- Opgave
Zet het stuk van de regel met "task: segment every instance of the <item>white" tot en met het einde van de gegevens om in een genummerde lijst, zonder lege regels.

Bewaarde items uit een verzameling
....................
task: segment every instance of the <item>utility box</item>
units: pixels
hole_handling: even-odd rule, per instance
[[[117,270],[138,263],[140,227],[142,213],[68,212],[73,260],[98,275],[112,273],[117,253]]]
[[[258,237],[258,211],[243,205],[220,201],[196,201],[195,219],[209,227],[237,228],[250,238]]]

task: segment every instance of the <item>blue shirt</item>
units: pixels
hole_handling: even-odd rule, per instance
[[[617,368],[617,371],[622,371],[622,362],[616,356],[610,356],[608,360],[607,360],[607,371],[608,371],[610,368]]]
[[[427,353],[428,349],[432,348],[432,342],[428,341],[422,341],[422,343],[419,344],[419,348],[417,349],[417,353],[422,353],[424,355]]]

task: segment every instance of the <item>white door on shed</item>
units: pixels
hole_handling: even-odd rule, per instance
....................
- Uitwerking
1. task: segment every instance of the <item>white door on shed</item>
2. units: pixels
3. hole_handling: even-odd rule, per instance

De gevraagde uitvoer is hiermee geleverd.